*SOURCE DOCUMENT*:

* Start *

Years of international summits and
declarations to try to set AI norms have not
succeeded.
New Zealand’s former disarmament minister
Phil Twyford called the process “painfully slow”, while MFAT
on Wednesday said there had been “limited
progress”.
Oceania’s only commissioner on a new global
military AI forum, Australian Professor Toby Walsh, said the
convergence of tech advances with the erosion of rules posed
“a real risk of war becoming much more terrible”.
“In
Gaza and Israel …AI is being used to decide who lives and
who dies,” he said.
Walsh said he had spoken to New
Zealand diplomats, urging them to get the government to do
more.
“It’s surprising and disappointing” that it was
not, he added.
The government defended its record,
saying it was focused on efforts at the United
Nations.
The first UN experts meeting of 2025 on
killer robots early this month was still
debating how international laws might apply, and what
titles to put on five subject areas.

* End *

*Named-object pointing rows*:

* Start *

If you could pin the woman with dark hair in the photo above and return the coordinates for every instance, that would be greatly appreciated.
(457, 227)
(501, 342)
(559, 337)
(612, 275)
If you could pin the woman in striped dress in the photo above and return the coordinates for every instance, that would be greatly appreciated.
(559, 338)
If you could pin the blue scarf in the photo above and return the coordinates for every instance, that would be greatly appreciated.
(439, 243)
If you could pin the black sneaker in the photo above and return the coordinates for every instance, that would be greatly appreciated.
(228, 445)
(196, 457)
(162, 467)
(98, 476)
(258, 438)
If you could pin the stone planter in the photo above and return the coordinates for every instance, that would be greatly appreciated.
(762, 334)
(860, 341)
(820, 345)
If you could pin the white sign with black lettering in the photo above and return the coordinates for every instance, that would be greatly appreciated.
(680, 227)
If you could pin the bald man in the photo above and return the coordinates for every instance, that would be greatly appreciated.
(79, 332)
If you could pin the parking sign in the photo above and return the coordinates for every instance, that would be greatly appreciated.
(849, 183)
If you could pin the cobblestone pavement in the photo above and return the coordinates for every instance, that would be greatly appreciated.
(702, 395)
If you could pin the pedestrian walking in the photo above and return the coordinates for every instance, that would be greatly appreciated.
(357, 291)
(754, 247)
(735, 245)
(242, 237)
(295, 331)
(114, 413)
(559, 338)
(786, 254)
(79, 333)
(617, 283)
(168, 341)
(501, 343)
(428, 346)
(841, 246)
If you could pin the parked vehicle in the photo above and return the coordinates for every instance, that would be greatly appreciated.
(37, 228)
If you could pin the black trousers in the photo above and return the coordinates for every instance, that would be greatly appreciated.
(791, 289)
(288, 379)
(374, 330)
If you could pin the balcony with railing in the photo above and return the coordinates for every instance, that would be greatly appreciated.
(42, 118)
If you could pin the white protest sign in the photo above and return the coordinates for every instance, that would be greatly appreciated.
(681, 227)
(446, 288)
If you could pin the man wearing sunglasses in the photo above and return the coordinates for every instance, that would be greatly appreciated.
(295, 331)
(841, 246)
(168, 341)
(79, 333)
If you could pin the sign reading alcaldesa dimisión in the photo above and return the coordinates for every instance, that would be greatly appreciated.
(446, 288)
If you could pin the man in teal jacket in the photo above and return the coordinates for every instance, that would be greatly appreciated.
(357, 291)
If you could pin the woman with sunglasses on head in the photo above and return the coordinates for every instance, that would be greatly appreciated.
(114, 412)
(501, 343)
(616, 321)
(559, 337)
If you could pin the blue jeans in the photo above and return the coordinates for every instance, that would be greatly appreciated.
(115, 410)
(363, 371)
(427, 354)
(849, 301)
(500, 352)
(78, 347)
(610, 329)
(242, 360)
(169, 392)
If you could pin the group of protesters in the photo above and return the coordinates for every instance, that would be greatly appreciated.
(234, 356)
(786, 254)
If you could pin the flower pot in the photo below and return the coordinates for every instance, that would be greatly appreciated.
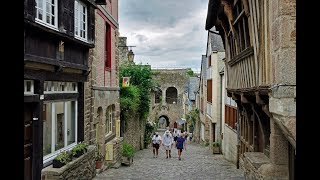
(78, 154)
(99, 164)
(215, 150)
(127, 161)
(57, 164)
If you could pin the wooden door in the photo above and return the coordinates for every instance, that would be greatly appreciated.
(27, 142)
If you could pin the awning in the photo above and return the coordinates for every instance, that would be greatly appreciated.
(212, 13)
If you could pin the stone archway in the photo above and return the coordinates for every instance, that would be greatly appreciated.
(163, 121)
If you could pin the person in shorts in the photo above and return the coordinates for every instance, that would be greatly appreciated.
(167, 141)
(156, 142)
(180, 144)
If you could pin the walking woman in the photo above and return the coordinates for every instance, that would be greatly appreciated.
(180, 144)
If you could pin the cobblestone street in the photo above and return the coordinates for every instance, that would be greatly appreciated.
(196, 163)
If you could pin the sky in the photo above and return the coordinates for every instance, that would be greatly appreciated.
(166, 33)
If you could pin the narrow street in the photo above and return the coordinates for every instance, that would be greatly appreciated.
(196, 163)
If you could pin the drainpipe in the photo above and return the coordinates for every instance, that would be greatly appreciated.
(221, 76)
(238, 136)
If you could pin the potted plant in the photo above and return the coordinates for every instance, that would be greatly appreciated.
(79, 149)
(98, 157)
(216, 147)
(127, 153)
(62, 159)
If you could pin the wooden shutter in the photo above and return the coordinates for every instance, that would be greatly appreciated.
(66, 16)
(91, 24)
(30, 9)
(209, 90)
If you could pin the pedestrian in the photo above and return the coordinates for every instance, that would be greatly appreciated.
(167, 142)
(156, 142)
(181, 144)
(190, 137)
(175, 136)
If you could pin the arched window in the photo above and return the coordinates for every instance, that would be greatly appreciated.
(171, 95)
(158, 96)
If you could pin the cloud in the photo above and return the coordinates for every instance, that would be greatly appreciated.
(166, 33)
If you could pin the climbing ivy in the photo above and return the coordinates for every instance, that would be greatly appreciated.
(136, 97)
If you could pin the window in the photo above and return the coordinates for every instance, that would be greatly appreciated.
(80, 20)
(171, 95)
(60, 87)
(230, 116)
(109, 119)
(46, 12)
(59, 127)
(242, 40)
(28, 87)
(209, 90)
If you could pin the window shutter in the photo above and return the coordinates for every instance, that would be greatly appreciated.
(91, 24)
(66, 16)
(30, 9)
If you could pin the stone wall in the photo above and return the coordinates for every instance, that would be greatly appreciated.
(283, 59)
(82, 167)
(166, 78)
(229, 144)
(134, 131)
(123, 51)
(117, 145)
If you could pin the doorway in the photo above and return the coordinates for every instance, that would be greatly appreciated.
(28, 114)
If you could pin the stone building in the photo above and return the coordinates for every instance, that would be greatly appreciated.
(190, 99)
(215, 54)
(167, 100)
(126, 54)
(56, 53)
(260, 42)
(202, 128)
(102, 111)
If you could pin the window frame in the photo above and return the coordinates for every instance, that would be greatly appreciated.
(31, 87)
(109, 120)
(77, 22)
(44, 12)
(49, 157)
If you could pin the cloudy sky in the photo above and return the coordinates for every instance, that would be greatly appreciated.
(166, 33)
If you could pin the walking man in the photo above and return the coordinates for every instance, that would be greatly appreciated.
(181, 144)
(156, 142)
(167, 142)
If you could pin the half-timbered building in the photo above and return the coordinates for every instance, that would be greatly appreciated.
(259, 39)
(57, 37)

* End *
* Start *

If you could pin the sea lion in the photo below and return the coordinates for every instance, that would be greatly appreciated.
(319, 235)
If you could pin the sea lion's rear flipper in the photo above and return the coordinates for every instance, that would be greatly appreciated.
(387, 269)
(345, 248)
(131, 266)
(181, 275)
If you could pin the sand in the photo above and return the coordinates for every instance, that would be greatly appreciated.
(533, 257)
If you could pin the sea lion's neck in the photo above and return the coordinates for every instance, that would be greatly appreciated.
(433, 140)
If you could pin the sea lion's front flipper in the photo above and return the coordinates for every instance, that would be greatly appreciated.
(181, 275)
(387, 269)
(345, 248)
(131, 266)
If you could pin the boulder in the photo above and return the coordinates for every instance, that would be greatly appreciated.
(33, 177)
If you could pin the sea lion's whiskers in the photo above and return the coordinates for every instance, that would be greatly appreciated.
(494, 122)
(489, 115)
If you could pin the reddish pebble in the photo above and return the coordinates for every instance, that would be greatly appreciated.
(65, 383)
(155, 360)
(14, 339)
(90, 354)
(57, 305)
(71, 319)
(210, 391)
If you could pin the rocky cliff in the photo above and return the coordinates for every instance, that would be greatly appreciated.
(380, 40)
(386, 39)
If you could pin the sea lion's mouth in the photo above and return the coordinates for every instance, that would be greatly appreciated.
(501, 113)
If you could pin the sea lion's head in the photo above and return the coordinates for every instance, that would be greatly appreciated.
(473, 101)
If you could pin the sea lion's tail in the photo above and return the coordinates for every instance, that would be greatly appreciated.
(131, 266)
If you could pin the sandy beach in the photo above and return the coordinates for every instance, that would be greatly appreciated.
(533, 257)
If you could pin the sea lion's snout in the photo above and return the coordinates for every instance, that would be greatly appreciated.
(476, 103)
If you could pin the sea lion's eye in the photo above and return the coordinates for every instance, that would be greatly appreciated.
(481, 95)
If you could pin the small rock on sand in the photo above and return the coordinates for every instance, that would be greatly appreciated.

* End *

*INSTRUCTIONS*:
(a) Using the article on military AI norms, decide whether each statement agrees with it: (i) Phil Twyford described the process as painfully slow; (ii) Toby Walsh is a New Zealand professor; (iii) the first UN experts meeting of 2025 had already settled the titles for five subject areas. Answer yes or no for each, quoting the deciding words of the article.
(b) Proceed with the article on military AI norms, starting after its final sentence.
The rows play no part in this work.

*ANSWERS TO THE TASKS*:
(a)
(i) Yes: "Phil Twyford called the process “painfully slow”"
(ii) No: "Australian Professor Toby Walsh"
(iii) No: "was still debating how international laws might apply, and what titles to put on five subject areas"

(b)
A key problem is
that any new rules that constrain how AI can enable armies,
might also constrain how AI for non-military advances,
especially in developing countries.
More UN meetings
on military AI are scheduled in September.
By
contrast, what the US Army now calls ‘HMI’ – human-machine
integration – is very directly accelerating.
Years
ago, a 2018 NZDF report on the future of warfare described
“battlefield targeting from satellites by artificial
intelligence for killer robots”, prompting the New
Zealand Herald to comment, “Some of it sounds like the
stuff of a sci-fi Hollywood blockbuster.”
Yet this is
exactly the technology the
NZDF is helping the US Army test in Project Convergence
this month.
Both politics and industry have increased
the acceleration in recent months.
“The interesting
development is not really what the Pentagon doing is, but
the fact that Silicon Valley and venture capital is
embracing this,” said Walsh, author of Machines Behaving
Badly.
The Pentagon’s new AI-embedding project,
Thunderforge, is a partnership not with huge defence
contractors like Boeing and Lockheed, but with young San
Francisco firm Scale AI, led by a chief executive in his
late 20s.
The Trump Administration had signalled “a
desire for nothing to hold them back”, Walsh said.
“It
does seem that there is a very large foot on the
accelerator.”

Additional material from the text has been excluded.